We could have gone the obvious route and chosen a locale in the Park West district, but where's the fun in that? In fact, for years there has been an (often-illegal) after-hours scene happening right under the city's nose. Though the Wynwood Art District enjoys plenty of crowds during its Second Saturday gallery walk and Art Basel, 90 percent of the time, it's an empty urban wasteland — a perfect setting for promoters looking to throw a party. Underground acts such as Audiofly, Steve Lawler, and Matthew Dear have performed at nondescript warehouses in the area. Totally cool and legal places such as Soho Studios, Charcoal Studio, and Awarehouse have sponsored shows that have lasted until noon the following day. Unfortunately, there is nothing scheduled, but staying in the loop guarantees you'll hear about the next after-hours party.

Hipsters love irony. But don't call the Sweat Records and ¿Que Pasa M.I.A.? crews responsible for this Thursday-night fiesta hipsters. That's totally not what they're trying to attract. They're more interested in spicing the event with scrumptiously dirty 305 flavor and enticing those who enjoy an anti-South Beach party. They do very uncool quince-themed nights featuing grilled pan con lechón. And what could be nerdier than dressing grown men in Teenage Mutant Ninja Turtles costumes? Projecting original Nintendo games on a large screen for patrons to play? Or maybe cranking out old-school tunes that range from 2 Live Crew to the Buzzcocks? But it's not like there's Pabst Blue Ribbon (the official drink of the stylistically unwashed) on special during this particular night — just one-dollar Colt tallboys, seven-dollar gin 'n' juice, and seven-buck Dirty Shake combos (a tall boy and a shot of Jäger).

So if the organizers are not trying to allure hipsters, why does this undeniably fun, nostalgia-hawking, ultimately sarcastic shindig at the Vagabond draw them like coke on a key every week?

Uh, we're not sure.

But it's kind of ironic, doncha think?

Courtesy of LIV

So you secured a smoking-hot date for the evening and you want to be like Bruce Wayne taking out a Russian ballerina. Flash your credit card at the nearest exotic car rental, select that gunmetal-gray Lambo, pick up your honey, and head to LIV at the Fontainebleau. Find the VIP host and request one of the six skyboxes suspended over the main dance floor. High above the thumping, bumping party, you and your date will be completely isolated from all the regular club denizens battling each other to get to the bar, where they will fork over $20 a drink. You, on the other hand, will be balling outrageous, ordering up bottles of Santana champagne and getting your date so tipsy she will give an impromptu lap dance. But try to contain your friskiness, lest you want to get thrown out by security for conducting unsanctioned acts in the skybox. LIV is open Wednesdays, Fridays, and Saturdays from 11 p.m. to 5 a.m.

== == ==

Written request: According to the nightlife text, on which days and during what hours is LIV open?

Stored rows:
== == ==

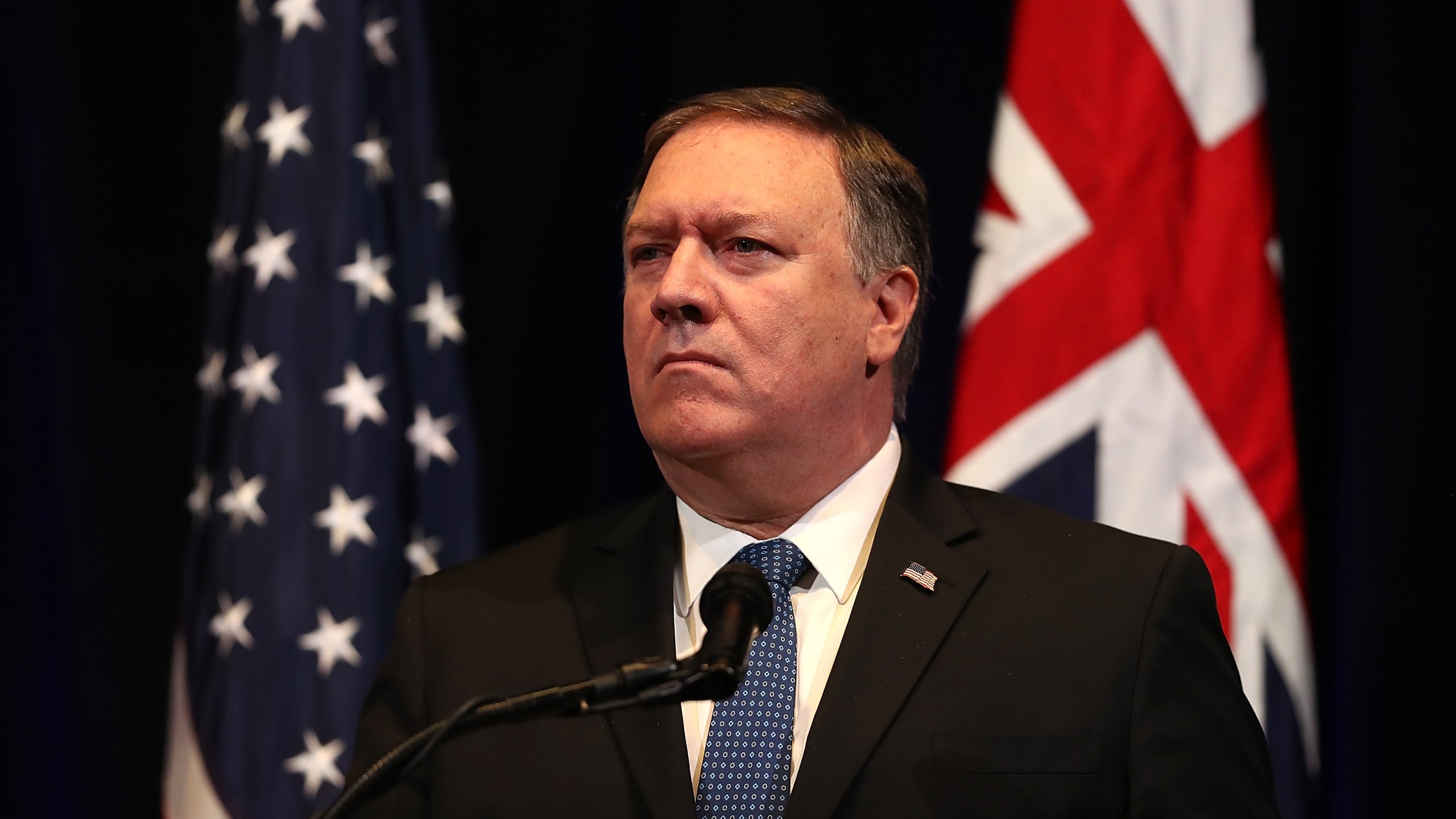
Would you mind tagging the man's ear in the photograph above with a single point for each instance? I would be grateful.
(896, 293)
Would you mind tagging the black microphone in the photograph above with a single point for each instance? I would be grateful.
(736, 608)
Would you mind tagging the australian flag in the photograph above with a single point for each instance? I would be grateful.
(334, 455)
(1123, 356)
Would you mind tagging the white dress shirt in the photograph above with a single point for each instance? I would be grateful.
(835, 535)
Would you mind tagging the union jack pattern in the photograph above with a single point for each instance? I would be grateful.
(1123, 349)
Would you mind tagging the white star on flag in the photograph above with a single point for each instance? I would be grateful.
(241, 503)
(220, 253)
(228, 624)
(375, 152)
(421, 554)
(318, 763)
(334, 642)
(233, 131)
(346, 521)
(439, 314)
(200, 500)
(210, 378)
(359, 397)
(283, 131)
(367, 276)
(255, 378)
(270, 255)
(376, 32)
(430, 437)
(440, 195)
(296, 14)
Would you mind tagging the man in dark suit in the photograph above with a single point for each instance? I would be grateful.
(1030, 665)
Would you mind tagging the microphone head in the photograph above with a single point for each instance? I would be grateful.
(744, 585)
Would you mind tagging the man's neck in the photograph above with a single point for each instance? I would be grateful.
(762, 493)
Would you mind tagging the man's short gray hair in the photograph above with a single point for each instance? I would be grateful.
(888, 219)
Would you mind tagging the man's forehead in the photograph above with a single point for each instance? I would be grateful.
(729, 174)
(710, 216)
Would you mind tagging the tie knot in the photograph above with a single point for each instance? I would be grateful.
(779, 560)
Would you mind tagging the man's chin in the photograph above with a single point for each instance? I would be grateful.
(695, 439)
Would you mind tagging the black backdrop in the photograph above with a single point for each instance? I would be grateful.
(108, 151)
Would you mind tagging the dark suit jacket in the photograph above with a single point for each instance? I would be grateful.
(1059, 669)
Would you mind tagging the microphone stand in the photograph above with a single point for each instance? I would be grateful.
(706, 675)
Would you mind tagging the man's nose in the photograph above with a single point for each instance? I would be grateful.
(686, 293)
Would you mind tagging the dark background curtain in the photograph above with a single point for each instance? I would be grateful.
(108, 155)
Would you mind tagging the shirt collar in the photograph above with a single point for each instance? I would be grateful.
(830, 535)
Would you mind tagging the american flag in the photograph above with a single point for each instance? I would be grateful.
(921, 574)
(1123, 356)
(334, 455)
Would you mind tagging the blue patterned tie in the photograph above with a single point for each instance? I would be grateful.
(750, 741)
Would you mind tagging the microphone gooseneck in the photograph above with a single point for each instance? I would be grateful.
(736, 608)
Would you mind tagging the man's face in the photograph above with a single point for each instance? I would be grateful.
(743, 321)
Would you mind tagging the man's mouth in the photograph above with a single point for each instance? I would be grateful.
(688, 359)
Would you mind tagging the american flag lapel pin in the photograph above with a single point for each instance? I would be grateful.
(921, 576)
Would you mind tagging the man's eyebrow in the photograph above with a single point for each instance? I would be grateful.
(727, 222)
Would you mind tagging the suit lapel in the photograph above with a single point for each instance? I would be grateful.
(893, 633)
(623, 591)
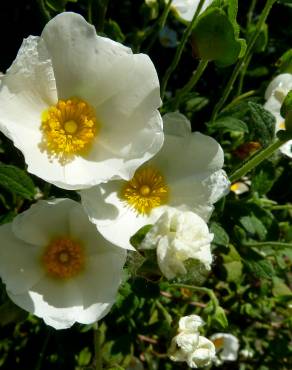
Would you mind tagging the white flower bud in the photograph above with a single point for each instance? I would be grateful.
(179, 236)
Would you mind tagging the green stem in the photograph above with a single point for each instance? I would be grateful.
(241, 62)
(43, 351)
(281, 207)
(159, 25)
(97, 349)
(89, 12)
(180, 49)
(237, 99)
(269, 244)
(256, 160)
(191, 83)
(45, 14)
(204, 290)
(250, 12)
(242, 75)
(101, 12)
(165, 313)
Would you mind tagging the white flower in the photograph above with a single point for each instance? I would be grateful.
(177, 237)
(82, 108)
(56, 265)
(186, 9)
(186, 174)
(189, 346)
(239, 187)
(190, 323)
(227, 346)
(275, 96)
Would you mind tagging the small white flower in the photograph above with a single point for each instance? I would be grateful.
(56, 265)
(186, 174)
(186, 9)
(177, 237)
(190, 323)
(189, 346)
(239, 187)
(275, 96)
(81, 107)
(227, 346)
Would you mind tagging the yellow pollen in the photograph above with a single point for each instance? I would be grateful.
(218, 343)
(63, 258)
(146, 190)
(282, 125)
(68, 128)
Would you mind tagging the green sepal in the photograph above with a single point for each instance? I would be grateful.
(284, 63)
(286, 111)
(215, 38)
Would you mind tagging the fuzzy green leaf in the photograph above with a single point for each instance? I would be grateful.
(16, 181)
(214, 38)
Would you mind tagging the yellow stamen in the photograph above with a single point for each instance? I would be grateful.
(146, 190)
(69, 128)
(282, 125)
(63, 258)
(218, 343)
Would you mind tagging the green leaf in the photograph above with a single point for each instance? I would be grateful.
(137, 238)
(259, 266)
(284, 63)
(233, 265)
(215, 38)
(16, 181)
(262, 40)
(220, 235)
(10, 313)
(263, 123)
(219, 319)
(264, 178)
(228, 124)
(280, 288)
(254, 226)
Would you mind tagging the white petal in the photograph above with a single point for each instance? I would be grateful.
(20, 263)
(200, 155)
(176, 124)
(186, 8)
(43, 221)
(287, 148)
(115, 220)
(282, 81)
(78, 53)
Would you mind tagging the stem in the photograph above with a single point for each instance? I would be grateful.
(45, 14)
(191, 83)
(281, 207)
(165, 313)
(237, 99)
(207, 291)
(101, 12)
(97, 351)
(43, 350)
(180, 49)
(269, 244)
(242, 75)
(250, 12)
(241, 62)
(89, 12)
(256, 160)
(159, 25)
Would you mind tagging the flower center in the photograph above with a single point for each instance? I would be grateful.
(63, 258)
(68, 128)
(146, 190)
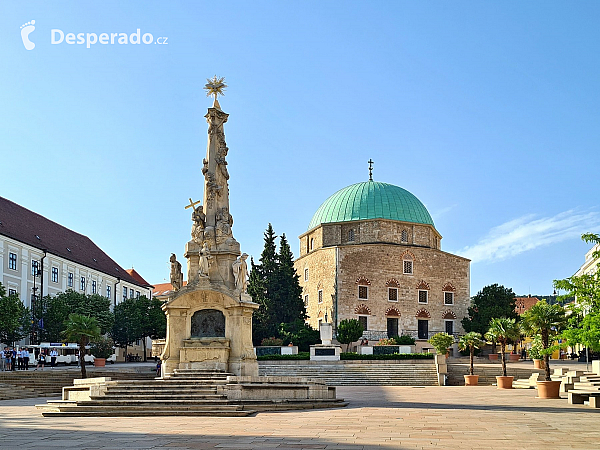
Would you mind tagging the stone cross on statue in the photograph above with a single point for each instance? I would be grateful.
(192, 204)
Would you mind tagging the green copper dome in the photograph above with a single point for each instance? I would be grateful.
(371, 200)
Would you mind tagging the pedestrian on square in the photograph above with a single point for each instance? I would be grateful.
(53, 356)
(26, 356)
(7, 357)
(20, 359)
(41, 360)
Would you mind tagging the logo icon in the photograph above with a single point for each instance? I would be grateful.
(26, 30)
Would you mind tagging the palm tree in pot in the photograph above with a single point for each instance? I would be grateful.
(83, 330)
(471, 341)
(503, 330)
(546, 321)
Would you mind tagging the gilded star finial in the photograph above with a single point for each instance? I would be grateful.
(215, 86)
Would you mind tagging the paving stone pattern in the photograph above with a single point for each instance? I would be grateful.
(391, 417)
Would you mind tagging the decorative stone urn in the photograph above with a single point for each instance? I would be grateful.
(504, 382)
(99, 362)
(538, 364)
(471, 380)
(548, 389)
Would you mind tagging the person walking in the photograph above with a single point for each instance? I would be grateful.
(41, 360)
(26, 356)
(20, 359)
(53, 356)
(13, 359)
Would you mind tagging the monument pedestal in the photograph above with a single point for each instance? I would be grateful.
(209, 329)
(326, 351)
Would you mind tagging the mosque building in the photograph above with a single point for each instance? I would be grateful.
(372, 253)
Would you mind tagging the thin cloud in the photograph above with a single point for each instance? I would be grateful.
(528, 233)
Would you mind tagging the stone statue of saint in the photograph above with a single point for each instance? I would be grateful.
(199, 218)
(240, 272)
(205, 258)
(176, 274)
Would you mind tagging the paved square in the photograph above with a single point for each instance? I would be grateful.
(377, 417)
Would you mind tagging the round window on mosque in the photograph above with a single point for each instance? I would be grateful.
(208, 323)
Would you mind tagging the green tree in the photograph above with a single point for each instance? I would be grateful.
(153, 321)
(583, 324)
(491, 302)
(262, 285)
(349, 331)
(471, 341)
(275, 286)
(503, 330)
(299, 333)
(441, 342)
(15, 318)
(289, 304)
(83, 330)
(547, 321)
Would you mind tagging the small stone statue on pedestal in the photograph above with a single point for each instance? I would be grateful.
(176, 274)
(240, 272)
(205, 258)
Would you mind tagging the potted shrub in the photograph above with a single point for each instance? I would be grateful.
(441, 342)
(503, 330)
(547, 321)
(535, 352)
(102, 349)
(471, 341)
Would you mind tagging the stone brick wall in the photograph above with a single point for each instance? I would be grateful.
(321, 276)
(381, 264)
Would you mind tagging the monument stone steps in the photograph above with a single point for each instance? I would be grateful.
(359, 374)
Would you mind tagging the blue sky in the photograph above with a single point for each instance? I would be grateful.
(487, 111)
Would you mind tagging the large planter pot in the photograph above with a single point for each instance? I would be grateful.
(548, 389)
(504, 382)
(99, 362)
(538, 364)
(471, 380)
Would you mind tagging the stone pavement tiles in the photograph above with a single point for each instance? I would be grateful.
(389, 417)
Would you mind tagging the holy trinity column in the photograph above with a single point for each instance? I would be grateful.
(213, 252)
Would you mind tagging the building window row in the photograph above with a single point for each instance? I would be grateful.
(422, 296)
(12, 261)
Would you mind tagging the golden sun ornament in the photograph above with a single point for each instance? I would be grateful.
(215, 86)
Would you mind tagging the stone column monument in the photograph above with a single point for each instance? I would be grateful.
(209, 321)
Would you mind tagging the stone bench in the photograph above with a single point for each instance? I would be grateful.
(527, 383)
(84, 389)
(578, 397)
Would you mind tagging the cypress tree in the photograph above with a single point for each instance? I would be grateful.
(290, 306)
(275, 286)
(262, 288)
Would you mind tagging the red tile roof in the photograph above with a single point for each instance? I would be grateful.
(30, 228)
(523, 304)
(138, 277)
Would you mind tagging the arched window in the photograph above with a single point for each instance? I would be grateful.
(407, 264)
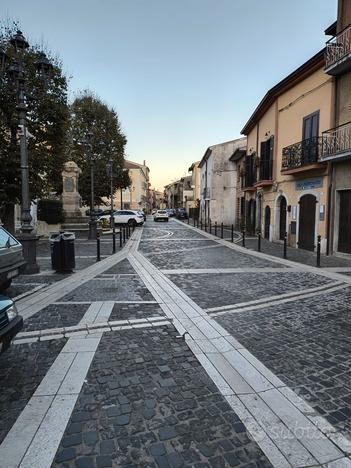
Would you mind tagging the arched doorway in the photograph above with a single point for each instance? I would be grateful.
(307, 222)
(267, 221)
(282, 218)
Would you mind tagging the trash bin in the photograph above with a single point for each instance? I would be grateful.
(62, 251)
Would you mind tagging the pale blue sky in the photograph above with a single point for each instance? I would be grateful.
(182, 74)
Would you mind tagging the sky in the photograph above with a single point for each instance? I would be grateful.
(182, 74)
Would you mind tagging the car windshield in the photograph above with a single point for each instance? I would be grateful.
(6, 240)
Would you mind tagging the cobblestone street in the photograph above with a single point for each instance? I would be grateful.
(181, 350)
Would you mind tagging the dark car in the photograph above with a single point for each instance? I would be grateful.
(181, 213)
(10, 322)
(11, 258)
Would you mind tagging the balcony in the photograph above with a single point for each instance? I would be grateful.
(338, 53)
(206, 193)
(265, 173)
(250, 177)
(337, 143)
(302, 156)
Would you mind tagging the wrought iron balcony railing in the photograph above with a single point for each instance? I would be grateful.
(266, 169)
(250, 177)
(302, 153)
(206, 193)
(337, 142)
(337, 49)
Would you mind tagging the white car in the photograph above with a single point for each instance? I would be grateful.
(161, 215)
(131, 217)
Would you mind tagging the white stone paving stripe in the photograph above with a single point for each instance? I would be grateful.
(29, 306)
(202, 271)
(276, 302)
(245, 376)
(265, 299)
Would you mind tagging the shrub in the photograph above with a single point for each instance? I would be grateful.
(51, 211)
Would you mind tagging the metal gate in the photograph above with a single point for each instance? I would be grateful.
(307, 222)
(344, 242)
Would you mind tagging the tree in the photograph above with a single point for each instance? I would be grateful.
(47, 119)
(89, 115)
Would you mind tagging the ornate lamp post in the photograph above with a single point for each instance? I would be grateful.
(12, 68)
(87, 143)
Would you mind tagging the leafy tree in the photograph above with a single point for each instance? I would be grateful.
(47, 119)
(92, 118)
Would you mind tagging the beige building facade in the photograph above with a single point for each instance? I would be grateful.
(136, 196)
(284, 180)
(337, 139)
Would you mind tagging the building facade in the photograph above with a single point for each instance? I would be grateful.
(284, 178)
(337, 139)
(219, 178)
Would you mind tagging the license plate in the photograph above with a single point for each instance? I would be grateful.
(11, 274)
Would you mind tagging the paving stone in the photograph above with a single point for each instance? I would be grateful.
(65, 454)
(153, 433)
(56, 316)
(157, 449)
(22, 368)
(306, 343)
(103, 461)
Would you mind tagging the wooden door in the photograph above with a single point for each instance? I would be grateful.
(307, 221)
(282, 218)
(344, 242)
(310, 131)
(267, 222)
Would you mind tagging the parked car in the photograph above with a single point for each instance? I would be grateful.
(161, 215)
(98, 212)
(10, 322)
(181, 213)
(11, 258)
(131, 217)
(143, 214)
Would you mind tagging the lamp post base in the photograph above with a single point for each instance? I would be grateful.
(29, 244)
(93, 229)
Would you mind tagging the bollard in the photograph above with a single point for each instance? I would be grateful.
(114, 240)
(98, 247)
(318, 251)
(285, 245)
(259, 241)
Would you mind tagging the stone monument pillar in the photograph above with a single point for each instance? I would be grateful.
(71, 200)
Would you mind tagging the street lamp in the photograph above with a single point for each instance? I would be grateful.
(87, 144)
(12, 68)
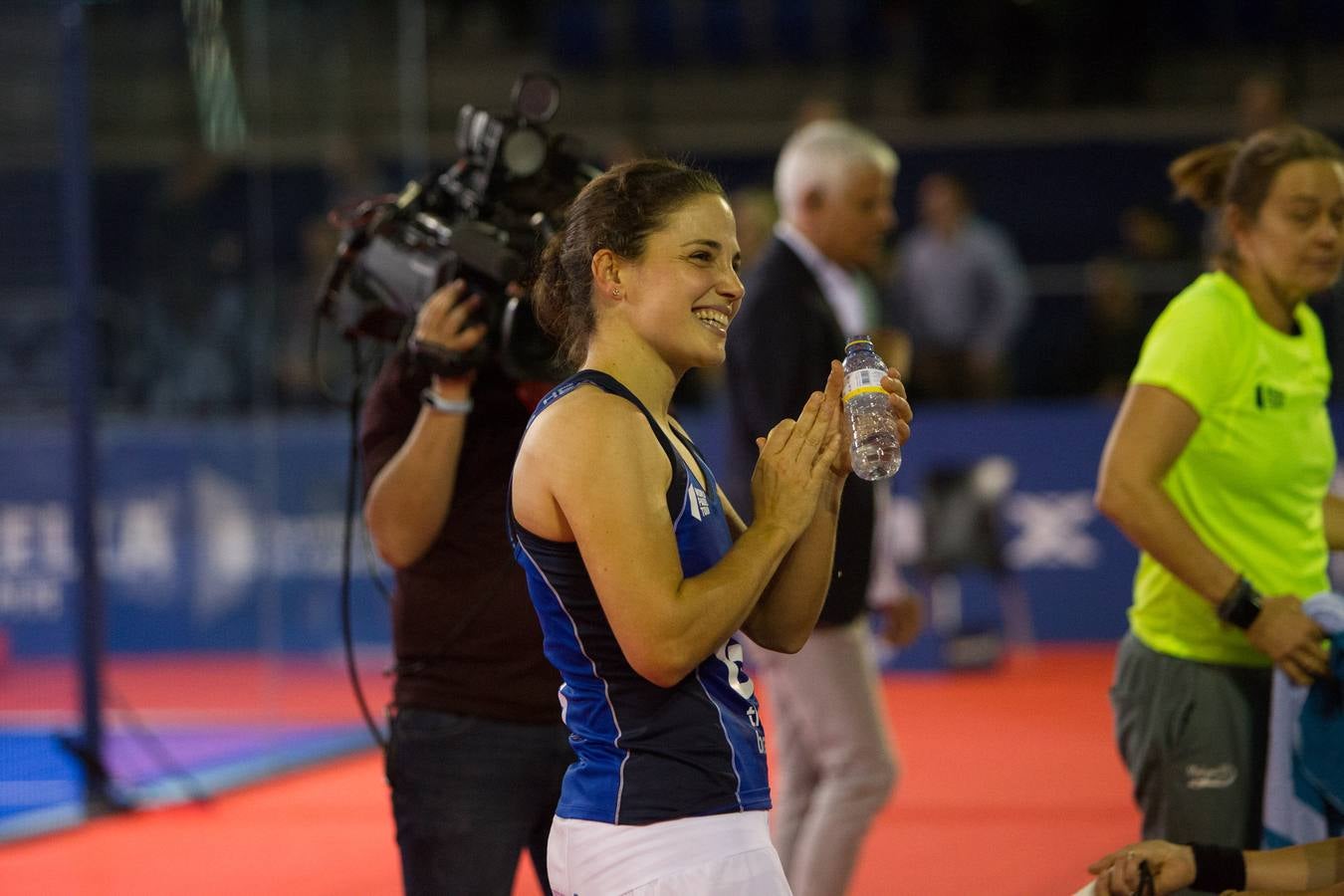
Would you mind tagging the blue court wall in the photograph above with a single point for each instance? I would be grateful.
(226, 537)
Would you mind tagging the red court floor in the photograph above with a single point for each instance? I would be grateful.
(1010, 786)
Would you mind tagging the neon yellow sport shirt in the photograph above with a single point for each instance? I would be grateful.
(1254, 474)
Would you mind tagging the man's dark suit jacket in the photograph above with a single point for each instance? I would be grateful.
(779, 352)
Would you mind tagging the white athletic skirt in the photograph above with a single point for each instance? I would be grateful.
(710, 856)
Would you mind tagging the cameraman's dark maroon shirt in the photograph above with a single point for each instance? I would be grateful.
(464, 630)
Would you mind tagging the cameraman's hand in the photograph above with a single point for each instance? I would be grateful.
(442, 322)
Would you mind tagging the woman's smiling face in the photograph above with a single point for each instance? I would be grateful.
(683, 292)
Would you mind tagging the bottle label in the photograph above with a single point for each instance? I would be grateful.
(862, 381)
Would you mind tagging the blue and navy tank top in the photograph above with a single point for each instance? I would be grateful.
(645, 754)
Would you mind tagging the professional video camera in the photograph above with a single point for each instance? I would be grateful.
(484, 219)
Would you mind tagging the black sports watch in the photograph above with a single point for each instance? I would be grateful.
(1242, 604)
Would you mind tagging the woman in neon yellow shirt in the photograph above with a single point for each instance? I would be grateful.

== == ==

Solution for this problem: LIV is open Wednesdays, Fridays, and Saturdays from 11 p.m. to 5 a.m.